Basically consisted of tooling around in a large van, radio cranked up, window down, spitting sunflower seeds on the floor. People were generally very suprised and happy to see me at the door. Added benefits: (1) Continued possibility of living a bad porn movie -- she answered the door in her nightie, the goofy music started playing (never happened, but, hey, it could have!), (2) knowledge of flowers and flower arranging (well, sometimes it comes in handy).
Eerie twist: Delivering funeral sprays and coffin toppers to mortuaries. I must have seen two dozen dead guys that summer (the guy opens the door and points to the room - up to the delivery guy to arrange the sprays and place the flowers onto the (most times) open casket). One guy that I can still picture was dressed in his security patrol uniform.
The Mad Hermit
11-28-2001, 12:08 AM
I would load a pickup with a box freezer, a generator, and several cases of steaks and hamburger patties, then drive somewhere and go door-to-door selling the steaks.
I got to pick my own route, and work as I felt like it- the only downside was that I was paid on commission depending on how much meat was sold. And the occasional disgruntled refusal.
I could take time off to go swimming, visit museums, go shopping, or whatever I liked. I met quite a few interesting people out there. A side effect was that I got to see much more of America than just what was along the main highways.

Task. According to the passage, how was the door-to-door steak seller paid? The rows have no connection to the passage above.

Provided records.
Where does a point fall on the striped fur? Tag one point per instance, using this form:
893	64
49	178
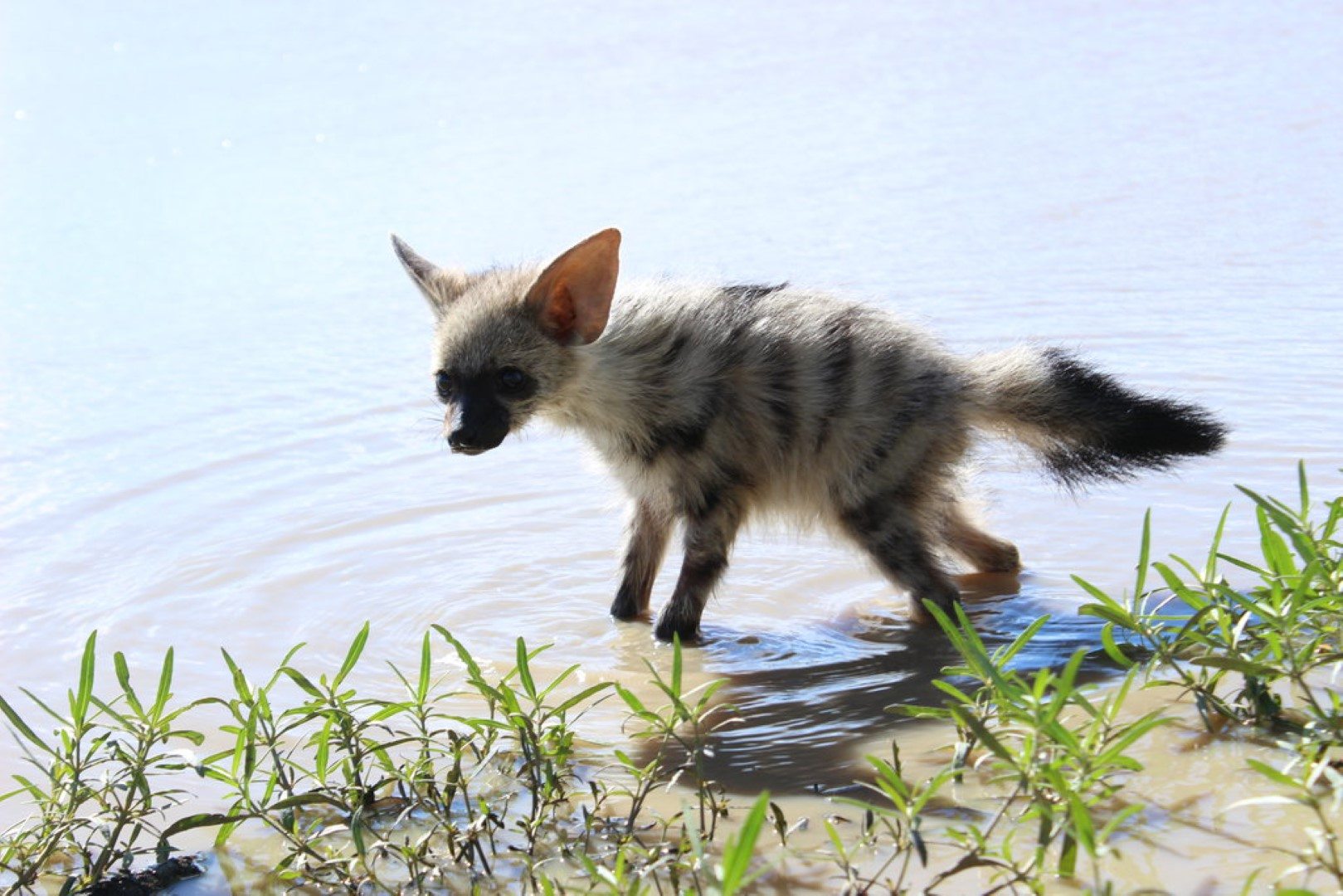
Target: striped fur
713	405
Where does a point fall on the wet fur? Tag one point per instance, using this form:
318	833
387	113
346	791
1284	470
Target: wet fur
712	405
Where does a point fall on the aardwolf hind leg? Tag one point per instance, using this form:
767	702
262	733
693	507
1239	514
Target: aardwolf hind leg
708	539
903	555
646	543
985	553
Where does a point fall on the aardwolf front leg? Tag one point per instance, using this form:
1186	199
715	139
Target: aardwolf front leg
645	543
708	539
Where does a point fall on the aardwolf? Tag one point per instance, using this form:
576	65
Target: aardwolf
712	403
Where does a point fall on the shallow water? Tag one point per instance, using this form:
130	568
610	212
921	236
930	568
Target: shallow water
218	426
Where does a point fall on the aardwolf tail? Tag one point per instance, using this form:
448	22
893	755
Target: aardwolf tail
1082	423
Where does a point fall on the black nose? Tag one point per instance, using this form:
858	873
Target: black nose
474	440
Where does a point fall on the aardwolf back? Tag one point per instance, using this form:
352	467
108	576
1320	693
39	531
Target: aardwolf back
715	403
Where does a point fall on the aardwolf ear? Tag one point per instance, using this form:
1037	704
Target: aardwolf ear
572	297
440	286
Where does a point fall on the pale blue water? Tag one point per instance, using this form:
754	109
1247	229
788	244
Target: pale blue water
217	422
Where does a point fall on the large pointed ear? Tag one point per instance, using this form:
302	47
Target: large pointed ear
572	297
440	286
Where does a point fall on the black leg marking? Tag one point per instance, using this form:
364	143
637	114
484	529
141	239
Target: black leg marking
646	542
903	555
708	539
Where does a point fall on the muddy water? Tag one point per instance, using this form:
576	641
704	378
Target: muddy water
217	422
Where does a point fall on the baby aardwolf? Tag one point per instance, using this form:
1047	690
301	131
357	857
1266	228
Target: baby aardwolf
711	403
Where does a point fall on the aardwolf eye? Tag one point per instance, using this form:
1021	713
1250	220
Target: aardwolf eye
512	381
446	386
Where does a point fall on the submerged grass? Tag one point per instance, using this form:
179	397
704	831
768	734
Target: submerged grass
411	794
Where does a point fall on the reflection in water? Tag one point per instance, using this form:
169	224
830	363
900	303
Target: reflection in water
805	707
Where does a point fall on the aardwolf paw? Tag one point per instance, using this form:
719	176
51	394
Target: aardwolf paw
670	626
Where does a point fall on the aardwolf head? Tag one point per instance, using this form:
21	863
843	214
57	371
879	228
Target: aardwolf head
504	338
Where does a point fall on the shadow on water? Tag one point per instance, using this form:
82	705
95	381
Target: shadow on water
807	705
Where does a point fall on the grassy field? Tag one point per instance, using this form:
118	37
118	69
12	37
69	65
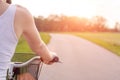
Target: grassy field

Written response. On commission, depending on how much meat was sold.